* [DOCUMENT EXTRACT]:
━━━━━━
Retrieval-augmented generation (RAG)¶

aimu.rag provides the primitives to ground a model's answers in your own documents: chunk text, store it, retrieve the relevant pieces for a query, and fold them into the prompt. They are plain functions over the MemoryStore interface. There is no retriever/splitter/loader class hierarchy to learn.

The flow¶

import aimu
from aimu.memory import SemanticMemoryStore
from aimu.rag import ingest, retrieve, format_context

# 1. Chunk documents into a store (any MemoryStore works)
store = SemanticMemoryStore(embedding_client=aimu.embedding_client("openai:text-embedding-3-small"))
ingest(store, my_documents, chunk_size=800, chunk_overlap=100)

# 2. Retrieve the chunks relevant to a question
question = "What is AIMU's design philosophy?"
chunks = retrieve(store, question, n_results=5)

# 3. Augment the prompt and answer
context = format_context(chunks)
answer = aimu.chat(f"Context:\n{context}\n\nQuestion: {question}")

ingest → retrieve → format_context → chat is just a workflow you compose; RAG is not a separate object type.

Splitting text¶

split_text chops a long string into overlapping chunks, breaking on the largest separator that keeps each chunk under chunk_size (paragraphs → lines → sentences → words → characters).

from aimu.rag import split_text

chunks = split_text(long_text, chunk_size=1000, chunk_overlap=200)

chunk_size / chunk_overlap: overlap repeats the tail of one chunk at the head of the next so context isn't lost at boundaries. chunk_overlap must be smaller than chunk_size.
separators: override the hierarchy, e.g. ["\n## ", "\n", " ", ""] for Markdown.
length_function: defaults to len (characters). Pass a tokenizer's counter for token-aware chunking:

import tiktoken
enc = tiktoken.get_encoding("cl100k_base")
chunks = split_text(text, chunk_size=256, chunk_overlap=32,
                    length_function=lambda s: len(enc.encode(s)))

ingest forwards all of these, so ingest(store, docs, chunk_size=..., length_function=...) chunks the same way.
━━━━━━
[Recorded data]
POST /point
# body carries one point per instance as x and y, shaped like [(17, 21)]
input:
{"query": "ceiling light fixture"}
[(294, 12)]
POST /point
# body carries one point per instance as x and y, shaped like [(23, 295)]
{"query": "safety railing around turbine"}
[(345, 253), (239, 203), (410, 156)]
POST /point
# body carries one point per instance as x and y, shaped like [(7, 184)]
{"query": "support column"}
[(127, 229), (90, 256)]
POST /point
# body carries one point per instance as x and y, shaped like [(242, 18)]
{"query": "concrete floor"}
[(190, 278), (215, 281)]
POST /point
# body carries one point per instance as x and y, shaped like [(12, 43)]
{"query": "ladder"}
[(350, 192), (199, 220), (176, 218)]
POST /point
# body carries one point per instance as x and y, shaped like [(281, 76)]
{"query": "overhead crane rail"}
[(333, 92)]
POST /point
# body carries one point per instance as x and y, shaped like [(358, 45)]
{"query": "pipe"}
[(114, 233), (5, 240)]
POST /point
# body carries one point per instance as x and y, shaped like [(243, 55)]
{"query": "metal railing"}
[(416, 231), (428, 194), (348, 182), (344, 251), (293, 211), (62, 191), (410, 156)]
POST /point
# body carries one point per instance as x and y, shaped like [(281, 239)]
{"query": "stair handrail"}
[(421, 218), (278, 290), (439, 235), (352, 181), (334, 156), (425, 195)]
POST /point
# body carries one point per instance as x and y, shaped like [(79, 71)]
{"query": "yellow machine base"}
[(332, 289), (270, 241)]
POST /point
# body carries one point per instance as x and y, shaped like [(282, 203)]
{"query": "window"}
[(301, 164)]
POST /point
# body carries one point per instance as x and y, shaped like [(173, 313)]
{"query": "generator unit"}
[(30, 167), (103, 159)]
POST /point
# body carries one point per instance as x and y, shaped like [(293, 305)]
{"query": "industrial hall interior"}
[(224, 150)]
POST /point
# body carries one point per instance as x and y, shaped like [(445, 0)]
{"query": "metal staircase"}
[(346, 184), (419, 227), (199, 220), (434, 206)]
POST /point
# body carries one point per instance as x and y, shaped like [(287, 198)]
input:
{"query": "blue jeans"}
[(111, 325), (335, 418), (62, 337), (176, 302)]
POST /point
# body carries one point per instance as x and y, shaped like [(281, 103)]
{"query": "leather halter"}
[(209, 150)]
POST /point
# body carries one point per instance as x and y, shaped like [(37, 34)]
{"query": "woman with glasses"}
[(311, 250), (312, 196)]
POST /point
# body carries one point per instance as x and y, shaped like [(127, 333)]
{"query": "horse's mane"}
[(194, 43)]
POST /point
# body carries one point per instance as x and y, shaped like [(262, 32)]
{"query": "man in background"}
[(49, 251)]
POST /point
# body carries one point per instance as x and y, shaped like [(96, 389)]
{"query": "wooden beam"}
━━━━━━
* [PROBLEM TO SOLVE]:
In the retrieval-augmented generation text above, copy the passage between "ingest(store, my_documents, chunk_size=800, chunk_overlap=100)" and "context = format_context(chunks)", inclusive, switching every "question" to "query".

* [EXERCISE SOLUTION]:
ingest(store, my_documents, chunk_size=800, chunk_overlap=100)

# 2. Retrieve the chunks relevant to a query
query = "What is AIMU's design philosophy?"
chunks = retrieve(store, query, n_results=5)

# 3. Augment the prompt and answer
context = format_context(chunks)